* _What you have to do_
How many lines in these records hold the string "desk"? Reply with the number alone.
(Records shown begins)
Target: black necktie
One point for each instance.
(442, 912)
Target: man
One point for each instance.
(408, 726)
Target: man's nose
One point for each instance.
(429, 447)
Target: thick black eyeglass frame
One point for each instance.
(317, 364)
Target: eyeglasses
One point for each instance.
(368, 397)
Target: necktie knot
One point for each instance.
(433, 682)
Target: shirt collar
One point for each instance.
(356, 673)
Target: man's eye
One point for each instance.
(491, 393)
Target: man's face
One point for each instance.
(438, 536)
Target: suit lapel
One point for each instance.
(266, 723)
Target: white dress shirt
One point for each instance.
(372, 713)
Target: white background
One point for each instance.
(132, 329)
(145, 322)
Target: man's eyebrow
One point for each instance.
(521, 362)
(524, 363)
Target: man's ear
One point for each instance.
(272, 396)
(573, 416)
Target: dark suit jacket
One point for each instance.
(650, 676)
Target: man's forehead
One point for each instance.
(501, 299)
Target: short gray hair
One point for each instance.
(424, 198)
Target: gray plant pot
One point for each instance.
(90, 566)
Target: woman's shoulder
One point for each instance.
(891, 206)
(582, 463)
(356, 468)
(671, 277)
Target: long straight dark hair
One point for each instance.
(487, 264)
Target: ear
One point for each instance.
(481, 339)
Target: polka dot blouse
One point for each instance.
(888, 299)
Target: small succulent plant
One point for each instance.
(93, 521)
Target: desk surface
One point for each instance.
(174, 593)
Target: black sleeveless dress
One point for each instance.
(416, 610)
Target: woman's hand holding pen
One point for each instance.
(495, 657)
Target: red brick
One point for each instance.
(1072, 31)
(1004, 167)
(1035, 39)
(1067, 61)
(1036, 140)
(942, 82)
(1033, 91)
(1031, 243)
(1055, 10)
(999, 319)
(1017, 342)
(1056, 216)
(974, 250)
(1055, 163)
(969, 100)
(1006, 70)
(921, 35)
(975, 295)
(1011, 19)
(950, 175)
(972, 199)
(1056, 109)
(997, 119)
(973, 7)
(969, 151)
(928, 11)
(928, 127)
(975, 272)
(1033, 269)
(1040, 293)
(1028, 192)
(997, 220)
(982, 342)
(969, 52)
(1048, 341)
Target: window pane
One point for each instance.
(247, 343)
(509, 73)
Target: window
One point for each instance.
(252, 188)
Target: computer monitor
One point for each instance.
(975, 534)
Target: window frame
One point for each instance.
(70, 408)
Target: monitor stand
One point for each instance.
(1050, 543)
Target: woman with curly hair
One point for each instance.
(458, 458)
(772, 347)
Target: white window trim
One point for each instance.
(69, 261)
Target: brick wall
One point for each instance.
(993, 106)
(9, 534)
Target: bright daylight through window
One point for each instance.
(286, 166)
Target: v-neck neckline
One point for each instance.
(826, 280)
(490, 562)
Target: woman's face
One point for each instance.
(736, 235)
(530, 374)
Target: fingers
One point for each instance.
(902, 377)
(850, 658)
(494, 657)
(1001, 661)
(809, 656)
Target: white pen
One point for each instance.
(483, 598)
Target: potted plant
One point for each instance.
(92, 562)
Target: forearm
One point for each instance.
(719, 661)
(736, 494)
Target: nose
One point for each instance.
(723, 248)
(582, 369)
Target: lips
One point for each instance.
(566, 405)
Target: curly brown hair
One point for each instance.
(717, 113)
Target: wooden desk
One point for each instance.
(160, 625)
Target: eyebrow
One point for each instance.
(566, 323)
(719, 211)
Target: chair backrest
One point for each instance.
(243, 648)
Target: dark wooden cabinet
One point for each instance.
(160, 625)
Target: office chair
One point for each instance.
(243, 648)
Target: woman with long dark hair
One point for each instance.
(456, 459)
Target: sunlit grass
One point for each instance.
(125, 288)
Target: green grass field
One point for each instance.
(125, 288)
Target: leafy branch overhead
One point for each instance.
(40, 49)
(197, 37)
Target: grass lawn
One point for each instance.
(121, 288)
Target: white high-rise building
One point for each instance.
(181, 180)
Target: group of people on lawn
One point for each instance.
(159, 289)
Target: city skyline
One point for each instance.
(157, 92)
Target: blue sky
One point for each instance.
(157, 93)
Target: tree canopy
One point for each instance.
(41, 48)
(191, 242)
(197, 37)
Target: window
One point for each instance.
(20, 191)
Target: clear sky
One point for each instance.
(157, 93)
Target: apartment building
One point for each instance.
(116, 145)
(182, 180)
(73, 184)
(Records shown ends)
* _Result of the exercise_
2